→ **Work required**
Reproduce every one of the items below word for word, leaving out the pictures.

→ **Dataset content**
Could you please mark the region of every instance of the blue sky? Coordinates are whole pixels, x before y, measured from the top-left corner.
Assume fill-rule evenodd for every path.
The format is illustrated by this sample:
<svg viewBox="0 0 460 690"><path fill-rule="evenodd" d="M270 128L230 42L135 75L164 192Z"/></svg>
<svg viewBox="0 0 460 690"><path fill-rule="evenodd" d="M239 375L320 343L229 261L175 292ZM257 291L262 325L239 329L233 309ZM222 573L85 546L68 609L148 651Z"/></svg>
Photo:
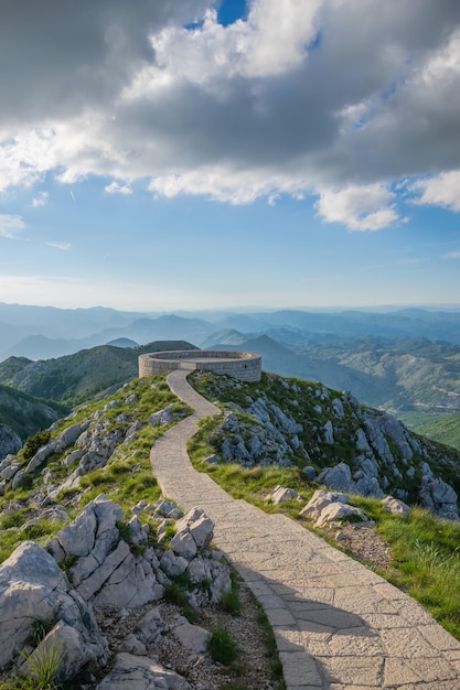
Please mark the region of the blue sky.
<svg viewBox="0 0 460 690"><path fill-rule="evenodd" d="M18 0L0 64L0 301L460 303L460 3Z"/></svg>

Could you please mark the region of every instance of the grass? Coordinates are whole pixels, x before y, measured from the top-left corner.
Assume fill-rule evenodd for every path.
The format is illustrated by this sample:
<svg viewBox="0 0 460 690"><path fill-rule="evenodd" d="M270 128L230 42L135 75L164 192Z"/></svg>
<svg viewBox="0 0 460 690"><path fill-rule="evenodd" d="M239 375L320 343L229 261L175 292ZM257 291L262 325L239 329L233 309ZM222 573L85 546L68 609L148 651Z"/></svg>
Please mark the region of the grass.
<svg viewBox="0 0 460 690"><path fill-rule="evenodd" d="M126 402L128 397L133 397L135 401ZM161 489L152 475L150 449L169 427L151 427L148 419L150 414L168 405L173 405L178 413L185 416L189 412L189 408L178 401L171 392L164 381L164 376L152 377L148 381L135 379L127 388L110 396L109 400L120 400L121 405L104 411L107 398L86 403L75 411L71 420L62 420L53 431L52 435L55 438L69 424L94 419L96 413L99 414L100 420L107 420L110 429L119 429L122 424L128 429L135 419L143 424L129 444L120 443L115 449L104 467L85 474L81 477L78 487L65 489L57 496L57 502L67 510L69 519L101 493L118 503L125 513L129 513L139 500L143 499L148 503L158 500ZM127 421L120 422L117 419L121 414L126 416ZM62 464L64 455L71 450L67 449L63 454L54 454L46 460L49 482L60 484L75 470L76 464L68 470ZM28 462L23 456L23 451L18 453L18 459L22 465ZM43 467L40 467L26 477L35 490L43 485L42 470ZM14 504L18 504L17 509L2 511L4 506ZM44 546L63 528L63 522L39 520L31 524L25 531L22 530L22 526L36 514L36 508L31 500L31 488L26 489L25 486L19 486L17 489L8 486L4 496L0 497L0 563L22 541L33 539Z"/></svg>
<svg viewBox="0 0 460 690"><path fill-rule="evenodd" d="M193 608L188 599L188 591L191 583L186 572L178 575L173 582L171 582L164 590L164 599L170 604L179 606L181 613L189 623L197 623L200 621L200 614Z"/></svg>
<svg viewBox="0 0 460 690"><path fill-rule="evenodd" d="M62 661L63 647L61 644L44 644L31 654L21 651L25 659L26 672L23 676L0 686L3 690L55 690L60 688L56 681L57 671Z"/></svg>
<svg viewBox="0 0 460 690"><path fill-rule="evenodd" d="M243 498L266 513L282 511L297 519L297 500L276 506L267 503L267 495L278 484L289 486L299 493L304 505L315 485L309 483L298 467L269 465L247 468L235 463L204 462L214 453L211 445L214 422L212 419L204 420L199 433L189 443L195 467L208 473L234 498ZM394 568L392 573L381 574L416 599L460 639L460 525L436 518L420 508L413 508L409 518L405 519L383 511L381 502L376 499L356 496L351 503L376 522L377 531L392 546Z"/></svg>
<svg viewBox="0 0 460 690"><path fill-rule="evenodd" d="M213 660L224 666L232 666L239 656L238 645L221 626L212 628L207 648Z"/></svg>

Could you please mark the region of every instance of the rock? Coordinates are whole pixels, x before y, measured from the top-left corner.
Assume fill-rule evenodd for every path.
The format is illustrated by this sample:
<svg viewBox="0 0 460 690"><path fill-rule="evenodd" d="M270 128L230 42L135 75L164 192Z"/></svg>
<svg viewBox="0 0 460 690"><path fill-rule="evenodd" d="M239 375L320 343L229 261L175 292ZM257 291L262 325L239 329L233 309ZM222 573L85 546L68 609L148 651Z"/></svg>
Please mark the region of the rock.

→ **Completed exercise**
Could you please mark the region of every instance of the blue sky? Coordinates are whole pixels, x before y, measured from the top-left corner.
Assume fill-rule evenodd for every path.
The format is illustrated by this sample:
<svg viewBox="0 0 460 690"><path fill-rule="evenodd" d="M270 128L230 42L135 75L164 192Z"/></svg>
<svg viewBox="0 0 460 690"><path fill-rule="evenodd" d="M239 375L320 343L229 261L175 292ZM257 291L262 325L239 329L233 309ZM222 573L85 546L68 609L148 651Z"/></svg>
Photo:
Please mark the region of the blue sky.
<svg viewBox="0 0 460 690"><path fill-rule="evenodd" d="M18 0L0 64L0 301L460 303L460 3Z"/></svg>

Could you please mark the region of every instance of the grass? Coordinates are whole pixels, x before y, measured from the top-left corner.
Assume fill-rule evenodd for every path.
The format is illustrated by this sample:
<svg viewBox="0 0 460 690"><path fill-rule="evenodd" d="M270 128L230 42L135 75L164 192Z"/></svg>
<svg viewBox="0 0 460 690"><path fill-rule="evenodd" d="M239 375L320 343L229 261L175 292ZM257 291L262 325L239 329L233 309ZM222 573L85 546L68 609L148 651Z"/></svg>
Please mark the region of the grass.
<svg viewBox="0 0 460 690"><path fill-rule="evenodd" d="M126 402L128 397L133 397L135 401ZM161 489L152 475L150 449L169 427L151 427L148 419L150 414L168 405L173 405L178 413L185 416L189 412L189 408L178 401L171 392L164 381L164 376L152 377L148 381L135 379L127 388L110 396L109 400L120 400L121 405L104 411L107 398L86 403L75 411L71 420L62 420L53 431L52 435L55 438L69 424L94 419L96 413L99 414L100 420L107 420L110 429L119 429L122 424L128 429L135 419L143 424L129 444L120 443L115 449L104 467L85 474L81 477L78 487L65 489L57 496L57 502L67 510L69 519L101 493L118 503L125 513L129 513L139 500L143 499L148 503L158 500ZM127 421L120 422L117 419L121 414L126 416ZM62 464L64 455L71 450L67 449L63 454L54 454L46 460L49 482L60 484L75 470L76 464L68 470ZM28 462L23 456L23 451L18 453L18 459L22 465ZM43 467L40 467L26 477L35 490L43 485L42 470ZM14 504L18 504L17 509L2 511L4 506ZM44 546L63 528L63 522L39 520L31 524L25 531L22 530L22 526L36 514L36 508L31 500L31 488L26 489L25 486L19 486L17 489L8 486L4 496L0 497L0 563L22 541L33 539Z"/></svg>
<svg viewBox="0 0 460 690"><path fill-rule="evenodd" d="M193 608L188 599L188 591L191 583L186 572L178 575L173 582L171 582L164 590L164 599L170 604L179 606L181 613L189 623L197 623L200 621L200 614Z"/></svg>
<svg viewBox="0 0 460 690"><path fill-rule="evenodd" d="M62 661L63 647L61 644L44 644L31 654L21 651L25 659L26 672L23 676L0 686L3 690L55 690L60 688L56 681L57 671Z"/></svg>
<svg viewBox="0 0 460 690"><path fill-rule="evenodd" d="M243 498L266 513L282 511L297 519L297 500L276 506L267 503L267 495L278 484L289 486L299 493L304 505L315 485L309 483L298 467L269 465L247 468L235 463L204 462L214 453L211 445L214 422L212 419L204 420L199 433L189 443L195 467L208 473L234 498ZM394 568L392 573L381 574L416 599L460 639L460 525L436 518L420 508L413 508L409 518L405 519L383 511L381 502L376 499L356 496L351 503L376 522L377 531L392 546Z"/></svg>
<svg viewBox="0 0 460 690"><path fill-rule="evenodd" d="M213 660L224 666L232 666L239 656L238 645L221 626L212 628L207 648Z"/></svg>

Could you please mark the region of every instance of the rock? Coordinates are whole pixels, x before y, measured from the top-left corner.
Assume fill-rule evenodd for every path.
The format is illustrated by this sample:
<svg viewBox="0 0 460 690"><path fill-rule="evenodd" d="M270 128L230 42L135 75L164 192Z"/></svg>
<svg viewBox="0 0 460 690"><path fill-rule="evenodd" d="M239 375L320 343L229 261L175 292ZM257 291L262 325L239 329L233 309ZM222 573L85 546L68 609L148 651Z"/></svg>
Please mark the region of the rock.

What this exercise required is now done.